Work to complete:
Please rewrite the records from the line containing "Where can you spot the striped" through the end of the records, changing "patterned" to "printed" and leaving everything else as it is. Return only those lines.

## BEGIN

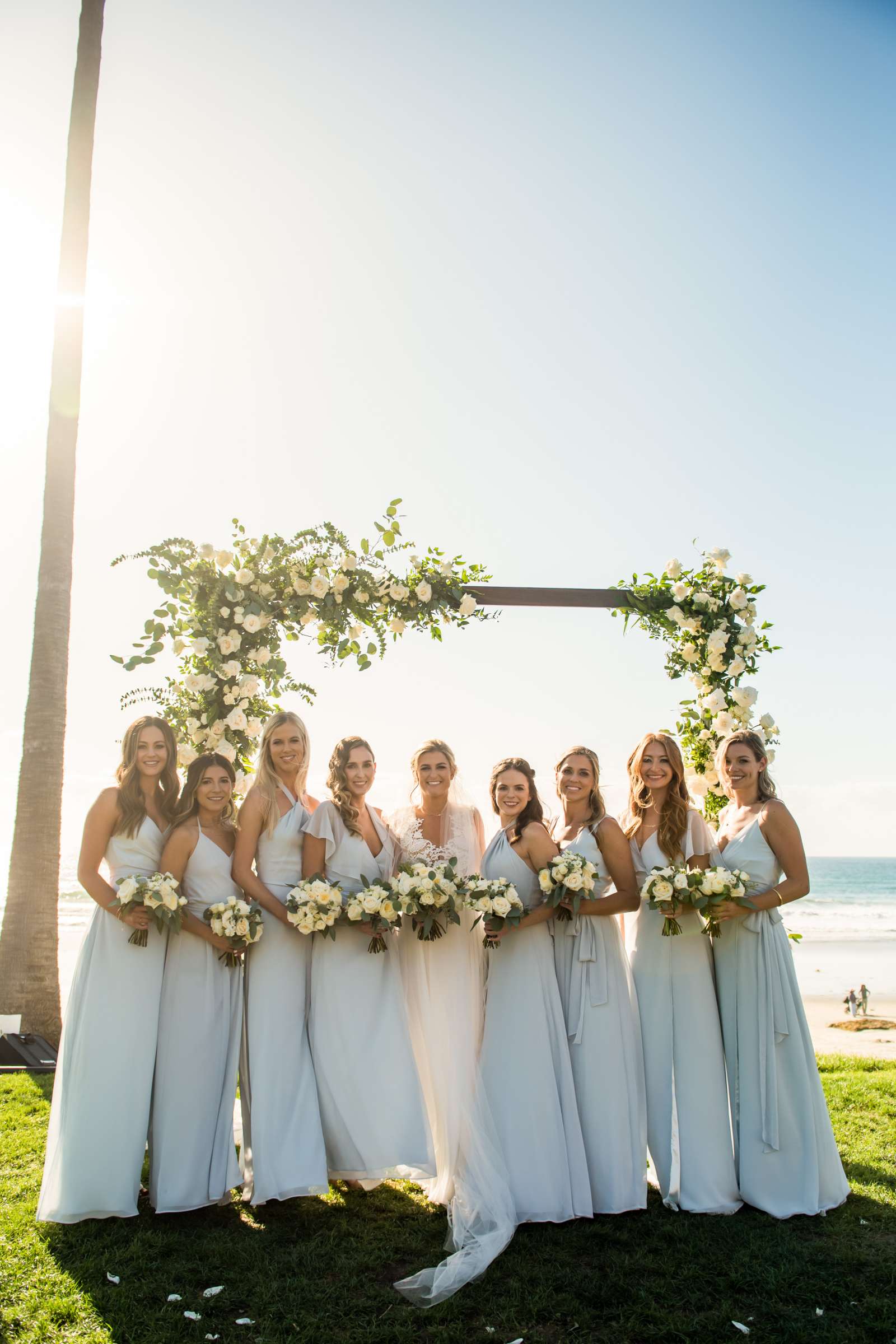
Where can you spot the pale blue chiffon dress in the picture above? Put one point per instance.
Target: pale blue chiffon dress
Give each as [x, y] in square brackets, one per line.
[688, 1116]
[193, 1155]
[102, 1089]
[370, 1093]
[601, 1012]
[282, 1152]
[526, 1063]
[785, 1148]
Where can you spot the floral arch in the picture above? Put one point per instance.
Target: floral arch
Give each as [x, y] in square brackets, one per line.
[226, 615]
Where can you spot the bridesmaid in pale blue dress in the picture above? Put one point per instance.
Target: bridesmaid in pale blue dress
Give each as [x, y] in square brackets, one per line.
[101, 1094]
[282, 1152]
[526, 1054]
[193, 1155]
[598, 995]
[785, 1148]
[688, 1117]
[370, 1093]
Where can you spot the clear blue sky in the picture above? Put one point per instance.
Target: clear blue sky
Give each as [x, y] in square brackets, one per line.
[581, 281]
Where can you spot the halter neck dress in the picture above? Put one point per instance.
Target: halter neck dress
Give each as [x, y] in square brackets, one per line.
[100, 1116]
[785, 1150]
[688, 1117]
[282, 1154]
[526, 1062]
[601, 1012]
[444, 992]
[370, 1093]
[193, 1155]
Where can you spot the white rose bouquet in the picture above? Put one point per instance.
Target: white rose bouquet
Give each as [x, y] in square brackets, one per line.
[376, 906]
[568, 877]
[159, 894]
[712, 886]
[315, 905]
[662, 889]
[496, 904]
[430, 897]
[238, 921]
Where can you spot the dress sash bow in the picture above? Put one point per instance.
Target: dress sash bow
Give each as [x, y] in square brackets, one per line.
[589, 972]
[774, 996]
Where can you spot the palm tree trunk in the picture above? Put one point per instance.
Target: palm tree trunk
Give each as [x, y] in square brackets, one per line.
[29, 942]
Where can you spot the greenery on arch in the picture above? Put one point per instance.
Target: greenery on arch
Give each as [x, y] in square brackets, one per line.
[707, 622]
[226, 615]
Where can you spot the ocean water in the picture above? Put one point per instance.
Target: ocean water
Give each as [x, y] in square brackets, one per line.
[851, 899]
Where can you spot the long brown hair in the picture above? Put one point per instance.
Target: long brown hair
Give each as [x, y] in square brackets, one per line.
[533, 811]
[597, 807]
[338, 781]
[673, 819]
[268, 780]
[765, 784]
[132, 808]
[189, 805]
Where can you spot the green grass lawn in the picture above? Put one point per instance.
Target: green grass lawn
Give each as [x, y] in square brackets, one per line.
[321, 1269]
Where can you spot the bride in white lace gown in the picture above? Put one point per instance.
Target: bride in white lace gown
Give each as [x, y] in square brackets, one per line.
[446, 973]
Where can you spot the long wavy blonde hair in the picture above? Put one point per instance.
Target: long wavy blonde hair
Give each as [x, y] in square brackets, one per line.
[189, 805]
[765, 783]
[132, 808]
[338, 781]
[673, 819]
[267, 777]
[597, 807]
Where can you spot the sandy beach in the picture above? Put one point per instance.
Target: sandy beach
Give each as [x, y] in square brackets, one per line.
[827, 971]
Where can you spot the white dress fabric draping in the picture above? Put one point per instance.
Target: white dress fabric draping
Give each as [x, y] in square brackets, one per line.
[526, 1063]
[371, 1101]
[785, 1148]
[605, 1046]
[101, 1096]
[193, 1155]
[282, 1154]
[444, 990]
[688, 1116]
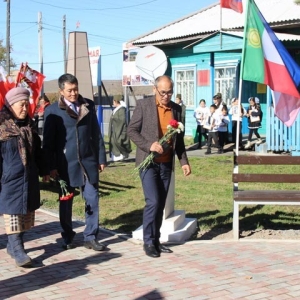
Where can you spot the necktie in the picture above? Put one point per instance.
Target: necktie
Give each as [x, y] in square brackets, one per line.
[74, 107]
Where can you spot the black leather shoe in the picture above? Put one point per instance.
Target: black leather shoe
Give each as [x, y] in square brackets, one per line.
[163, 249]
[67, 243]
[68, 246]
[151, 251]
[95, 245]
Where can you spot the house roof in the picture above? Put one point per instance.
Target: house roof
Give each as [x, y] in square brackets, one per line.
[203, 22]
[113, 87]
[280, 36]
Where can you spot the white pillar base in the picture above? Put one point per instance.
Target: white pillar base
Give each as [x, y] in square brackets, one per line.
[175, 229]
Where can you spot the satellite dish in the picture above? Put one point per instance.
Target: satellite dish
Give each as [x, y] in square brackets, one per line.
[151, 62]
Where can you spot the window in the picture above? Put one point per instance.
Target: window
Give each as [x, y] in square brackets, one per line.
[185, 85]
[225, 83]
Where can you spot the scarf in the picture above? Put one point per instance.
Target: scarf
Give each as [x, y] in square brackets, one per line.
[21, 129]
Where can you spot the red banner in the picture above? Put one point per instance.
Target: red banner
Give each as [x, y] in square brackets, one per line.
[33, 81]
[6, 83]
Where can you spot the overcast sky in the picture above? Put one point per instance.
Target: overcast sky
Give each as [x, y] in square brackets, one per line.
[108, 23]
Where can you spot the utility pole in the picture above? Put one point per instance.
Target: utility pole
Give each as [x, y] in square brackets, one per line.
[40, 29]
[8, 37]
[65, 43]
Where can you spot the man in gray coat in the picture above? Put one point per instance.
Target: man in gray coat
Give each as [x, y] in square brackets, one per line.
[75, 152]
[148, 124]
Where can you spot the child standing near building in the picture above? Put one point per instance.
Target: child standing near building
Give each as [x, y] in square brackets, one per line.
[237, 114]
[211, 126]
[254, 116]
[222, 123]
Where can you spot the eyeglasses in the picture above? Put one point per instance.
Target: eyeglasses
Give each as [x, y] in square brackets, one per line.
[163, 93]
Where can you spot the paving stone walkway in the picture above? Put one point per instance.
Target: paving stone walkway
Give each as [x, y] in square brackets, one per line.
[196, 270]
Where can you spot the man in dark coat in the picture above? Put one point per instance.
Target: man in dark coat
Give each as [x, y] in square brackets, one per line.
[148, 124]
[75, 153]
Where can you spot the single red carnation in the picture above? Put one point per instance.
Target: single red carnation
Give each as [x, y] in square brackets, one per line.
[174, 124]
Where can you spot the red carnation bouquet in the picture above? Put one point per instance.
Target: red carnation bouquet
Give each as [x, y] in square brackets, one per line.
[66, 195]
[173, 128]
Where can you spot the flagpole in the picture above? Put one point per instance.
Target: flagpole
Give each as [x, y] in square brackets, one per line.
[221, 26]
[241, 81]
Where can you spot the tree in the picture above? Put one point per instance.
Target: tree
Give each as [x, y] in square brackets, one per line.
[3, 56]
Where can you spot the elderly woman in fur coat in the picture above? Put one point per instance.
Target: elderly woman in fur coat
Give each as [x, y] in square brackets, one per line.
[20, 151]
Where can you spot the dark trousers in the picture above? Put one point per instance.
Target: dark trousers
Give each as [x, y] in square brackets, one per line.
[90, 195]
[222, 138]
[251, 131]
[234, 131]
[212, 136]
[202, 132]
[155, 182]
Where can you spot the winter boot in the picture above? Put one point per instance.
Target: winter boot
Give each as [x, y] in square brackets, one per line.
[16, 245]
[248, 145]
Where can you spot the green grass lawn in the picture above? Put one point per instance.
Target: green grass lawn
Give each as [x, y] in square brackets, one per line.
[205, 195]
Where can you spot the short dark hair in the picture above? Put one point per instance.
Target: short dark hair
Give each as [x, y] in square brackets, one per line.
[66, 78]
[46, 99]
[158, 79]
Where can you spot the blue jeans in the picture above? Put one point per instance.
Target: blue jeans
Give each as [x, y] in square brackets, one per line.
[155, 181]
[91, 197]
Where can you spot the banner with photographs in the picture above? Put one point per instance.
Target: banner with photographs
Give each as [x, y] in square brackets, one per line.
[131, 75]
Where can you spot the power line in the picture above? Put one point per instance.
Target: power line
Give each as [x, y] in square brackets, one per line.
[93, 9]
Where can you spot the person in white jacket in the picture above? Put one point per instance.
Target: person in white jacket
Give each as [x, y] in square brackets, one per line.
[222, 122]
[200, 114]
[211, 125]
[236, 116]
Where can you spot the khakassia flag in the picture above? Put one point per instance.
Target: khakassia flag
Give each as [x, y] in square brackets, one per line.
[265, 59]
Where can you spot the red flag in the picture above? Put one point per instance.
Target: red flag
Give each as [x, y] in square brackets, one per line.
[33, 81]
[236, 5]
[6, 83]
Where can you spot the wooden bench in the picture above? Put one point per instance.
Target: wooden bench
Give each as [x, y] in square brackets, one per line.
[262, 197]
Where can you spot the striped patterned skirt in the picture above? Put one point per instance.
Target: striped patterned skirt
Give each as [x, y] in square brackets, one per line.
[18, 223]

## END

Complete response:
Where can you spot the striped printed skirt in the picture above? Put one point per instance.
Target: striped printed skirt
Give each as [x, y] in square brackets, one per line.
[18, 223]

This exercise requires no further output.